### [Set exercise]
Could you copy, character for character, the part of the records below that opens with the line containing "A single point marks each instance of the white plaster" and closes with the line containing "<point>28,296</point>", including both of those lines and nothing else?

### [Given data]
** START **

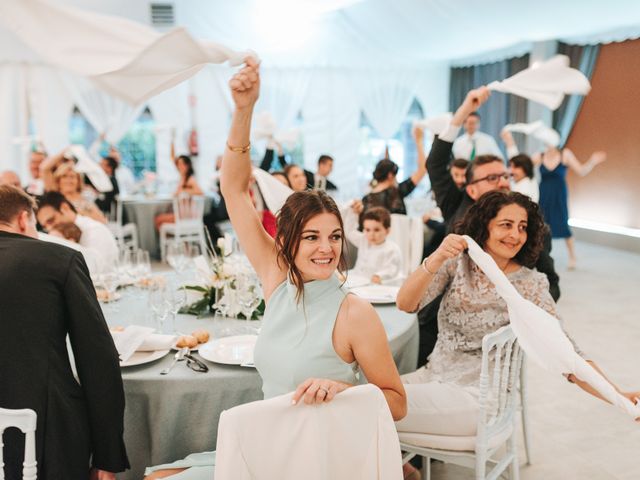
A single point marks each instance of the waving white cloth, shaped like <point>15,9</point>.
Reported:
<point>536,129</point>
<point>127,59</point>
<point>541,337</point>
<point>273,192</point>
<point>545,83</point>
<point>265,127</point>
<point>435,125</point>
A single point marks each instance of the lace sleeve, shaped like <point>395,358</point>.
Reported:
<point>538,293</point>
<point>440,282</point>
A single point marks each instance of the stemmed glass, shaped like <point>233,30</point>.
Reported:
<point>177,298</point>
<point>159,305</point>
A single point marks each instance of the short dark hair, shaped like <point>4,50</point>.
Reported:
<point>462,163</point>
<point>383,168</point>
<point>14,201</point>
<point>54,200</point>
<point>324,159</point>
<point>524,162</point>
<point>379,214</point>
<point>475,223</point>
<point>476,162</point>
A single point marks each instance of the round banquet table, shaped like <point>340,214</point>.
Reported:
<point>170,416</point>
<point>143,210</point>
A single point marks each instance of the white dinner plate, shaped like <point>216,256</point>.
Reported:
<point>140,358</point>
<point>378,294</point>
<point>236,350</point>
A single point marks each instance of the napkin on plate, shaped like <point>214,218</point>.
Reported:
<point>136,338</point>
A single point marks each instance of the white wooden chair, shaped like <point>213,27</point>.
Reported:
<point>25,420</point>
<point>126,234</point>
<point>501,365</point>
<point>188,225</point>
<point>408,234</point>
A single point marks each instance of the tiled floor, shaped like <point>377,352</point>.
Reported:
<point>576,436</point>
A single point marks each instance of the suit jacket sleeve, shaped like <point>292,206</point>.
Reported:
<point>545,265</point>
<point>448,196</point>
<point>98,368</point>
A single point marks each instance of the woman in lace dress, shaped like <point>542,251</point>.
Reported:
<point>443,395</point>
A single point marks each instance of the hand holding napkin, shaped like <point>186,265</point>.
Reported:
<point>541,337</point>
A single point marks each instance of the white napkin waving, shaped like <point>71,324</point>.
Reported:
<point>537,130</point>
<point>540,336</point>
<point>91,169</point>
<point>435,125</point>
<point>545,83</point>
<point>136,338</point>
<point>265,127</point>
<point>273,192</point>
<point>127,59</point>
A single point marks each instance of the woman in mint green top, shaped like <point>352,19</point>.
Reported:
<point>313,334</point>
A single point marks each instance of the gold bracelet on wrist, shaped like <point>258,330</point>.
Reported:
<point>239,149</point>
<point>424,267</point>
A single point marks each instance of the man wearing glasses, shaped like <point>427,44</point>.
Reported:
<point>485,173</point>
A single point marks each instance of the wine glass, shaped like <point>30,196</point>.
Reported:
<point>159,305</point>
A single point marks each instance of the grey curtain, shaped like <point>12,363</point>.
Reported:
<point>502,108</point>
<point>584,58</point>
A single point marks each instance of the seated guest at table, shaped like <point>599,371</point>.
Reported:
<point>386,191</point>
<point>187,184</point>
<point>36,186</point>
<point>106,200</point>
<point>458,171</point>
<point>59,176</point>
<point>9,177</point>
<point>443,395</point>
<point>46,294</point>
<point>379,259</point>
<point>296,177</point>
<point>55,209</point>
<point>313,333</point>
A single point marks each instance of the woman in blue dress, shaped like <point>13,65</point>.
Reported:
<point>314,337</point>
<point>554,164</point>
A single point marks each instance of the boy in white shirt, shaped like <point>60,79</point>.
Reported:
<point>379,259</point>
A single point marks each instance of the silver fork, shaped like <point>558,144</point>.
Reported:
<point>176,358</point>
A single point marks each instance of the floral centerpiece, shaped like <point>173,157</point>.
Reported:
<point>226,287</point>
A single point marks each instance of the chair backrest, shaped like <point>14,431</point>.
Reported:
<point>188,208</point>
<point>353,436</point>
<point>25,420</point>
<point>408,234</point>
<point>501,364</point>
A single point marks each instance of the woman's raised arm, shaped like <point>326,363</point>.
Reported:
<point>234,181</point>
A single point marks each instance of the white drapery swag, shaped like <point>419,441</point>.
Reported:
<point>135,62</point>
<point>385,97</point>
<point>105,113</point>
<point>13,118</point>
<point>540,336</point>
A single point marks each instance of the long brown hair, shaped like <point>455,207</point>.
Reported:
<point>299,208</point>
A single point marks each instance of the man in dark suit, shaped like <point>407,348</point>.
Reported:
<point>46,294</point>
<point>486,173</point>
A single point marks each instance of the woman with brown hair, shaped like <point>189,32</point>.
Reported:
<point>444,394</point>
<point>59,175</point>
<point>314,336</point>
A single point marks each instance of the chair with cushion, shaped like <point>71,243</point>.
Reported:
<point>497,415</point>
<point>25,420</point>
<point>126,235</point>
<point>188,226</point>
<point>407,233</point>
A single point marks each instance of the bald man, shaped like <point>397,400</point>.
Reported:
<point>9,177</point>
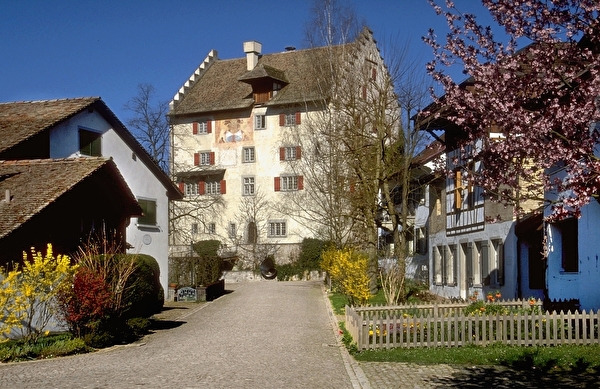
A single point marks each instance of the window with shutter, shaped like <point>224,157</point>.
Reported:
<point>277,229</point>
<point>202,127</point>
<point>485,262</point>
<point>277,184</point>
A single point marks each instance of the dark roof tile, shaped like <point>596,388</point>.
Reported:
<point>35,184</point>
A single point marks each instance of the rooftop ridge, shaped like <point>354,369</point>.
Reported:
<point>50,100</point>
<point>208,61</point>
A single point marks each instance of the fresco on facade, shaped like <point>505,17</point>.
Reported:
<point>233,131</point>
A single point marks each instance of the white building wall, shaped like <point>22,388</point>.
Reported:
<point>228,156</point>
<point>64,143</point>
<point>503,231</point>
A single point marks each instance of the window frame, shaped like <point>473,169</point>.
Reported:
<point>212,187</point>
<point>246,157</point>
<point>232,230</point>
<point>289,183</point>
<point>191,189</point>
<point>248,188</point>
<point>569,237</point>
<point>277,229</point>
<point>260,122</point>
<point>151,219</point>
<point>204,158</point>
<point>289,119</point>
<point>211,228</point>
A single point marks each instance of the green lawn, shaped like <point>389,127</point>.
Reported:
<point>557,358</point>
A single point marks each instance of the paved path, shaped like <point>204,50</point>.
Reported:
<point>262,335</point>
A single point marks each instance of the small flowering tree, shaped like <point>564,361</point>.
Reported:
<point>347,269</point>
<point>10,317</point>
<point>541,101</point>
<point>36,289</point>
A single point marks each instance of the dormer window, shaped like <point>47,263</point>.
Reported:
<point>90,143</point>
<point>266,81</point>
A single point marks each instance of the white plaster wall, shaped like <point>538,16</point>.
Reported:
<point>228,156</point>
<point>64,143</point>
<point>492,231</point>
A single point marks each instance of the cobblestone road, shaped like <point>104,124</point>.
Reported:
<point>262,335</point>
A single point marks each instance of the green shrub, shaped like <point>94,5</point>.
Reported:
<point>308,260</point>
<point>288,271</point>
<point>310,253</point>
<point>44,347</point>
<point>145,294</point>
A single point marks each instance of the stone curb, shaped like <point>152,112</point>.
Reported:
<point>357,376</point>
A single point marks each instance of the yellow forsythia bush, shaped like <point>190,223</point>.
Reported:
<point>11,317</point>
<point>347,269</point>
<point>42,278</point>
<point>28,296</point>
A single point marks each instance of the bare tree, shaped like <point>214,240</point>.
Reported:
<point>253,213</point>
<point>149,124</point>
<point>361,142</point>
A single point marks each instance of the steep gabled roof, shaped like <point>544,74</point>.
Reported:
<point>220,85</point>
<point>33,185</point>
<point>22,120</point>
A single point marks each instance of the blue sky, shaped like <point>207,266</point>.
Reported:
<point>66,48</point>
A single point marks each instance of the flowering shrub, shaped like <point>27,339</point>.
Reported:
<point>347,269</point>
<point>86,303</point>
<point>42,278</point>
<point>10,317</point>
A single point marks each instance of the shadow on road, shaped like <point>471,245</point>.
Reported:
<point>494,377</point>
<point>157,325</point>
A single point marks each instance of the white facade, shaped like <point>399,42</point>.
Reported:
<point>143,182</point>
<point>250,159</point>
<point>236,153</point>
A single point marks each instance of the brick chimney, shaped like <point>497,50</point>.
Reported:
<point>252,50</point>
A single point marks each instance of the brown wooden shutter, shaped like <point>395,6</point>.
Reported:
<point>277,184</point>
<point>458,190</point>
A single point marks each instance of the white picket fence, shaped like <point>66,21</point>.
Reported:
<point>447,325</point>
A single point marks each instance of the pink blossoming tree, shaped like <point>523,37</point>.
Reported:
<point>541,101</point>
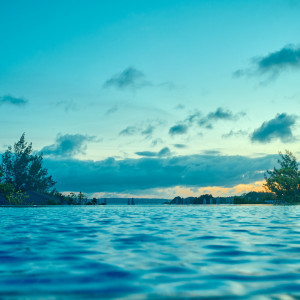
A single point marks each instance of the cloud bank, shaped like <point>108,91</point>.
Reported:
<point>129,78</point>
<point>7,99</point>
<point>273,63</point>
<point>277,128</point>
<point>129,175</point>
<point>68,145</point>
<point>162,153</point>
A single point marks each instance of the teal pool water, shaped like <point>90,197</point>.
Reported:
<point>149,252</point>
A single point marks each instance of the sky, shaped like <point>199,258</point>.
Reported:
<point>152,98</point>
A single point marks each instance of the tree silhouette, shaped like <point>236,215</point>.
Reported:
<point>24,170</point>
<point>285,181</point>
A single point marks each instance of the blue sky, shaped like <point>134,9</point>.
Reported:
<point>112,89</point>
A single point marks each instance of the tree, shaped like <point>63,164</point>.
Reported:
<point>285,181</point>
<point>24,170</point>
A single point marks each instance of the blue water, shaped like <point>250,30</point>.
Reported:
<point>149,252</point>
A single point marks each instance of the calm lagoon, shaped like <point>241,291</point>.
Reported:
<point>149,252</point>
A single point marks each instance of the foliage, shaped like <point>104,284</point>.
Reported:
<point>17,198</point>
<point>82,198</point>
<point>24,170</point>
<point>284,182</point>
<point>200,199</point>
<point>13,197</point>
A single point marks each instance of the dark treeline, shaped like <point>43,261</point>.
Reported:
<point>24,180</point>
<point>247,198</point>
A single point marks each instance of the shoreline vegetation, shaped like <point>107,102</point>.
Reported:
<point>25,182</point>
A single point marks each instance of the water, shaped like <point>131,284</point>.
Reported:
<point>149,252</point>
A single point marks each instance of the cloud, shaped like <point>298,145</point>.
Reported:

** END **

### [Exercise output]
A single point marks each instance of the white plaster wall, shaped like <point>538,16</point>.
Reported:
<point>228,156</point>
<point>64,143</point>
<point>492,231</point>
A single point marks each instance of the cobblestone road, shaped like <point>104,124</point>.
Reported:
<point>262,335</point>
A single point marks each instance of the green shrub, shaped like <point>94,5</point>.
Reported:
<point>308,260</point>
<point>288,271</point>
<point>310,253</point>
<point>44,347</point>
<point>145,294</point>
A single point marks each instance of the stone curb, shaped like <point>152,112</point>.
Reported:
<point>357,376</point>
A single point marks each instance of the yellow forsythia bush, shaped like <point>190,223</point>.
Reported:
<point>11,317</point>
<point>347,269</point>
<point>42,278</point>
<point>28,296</point>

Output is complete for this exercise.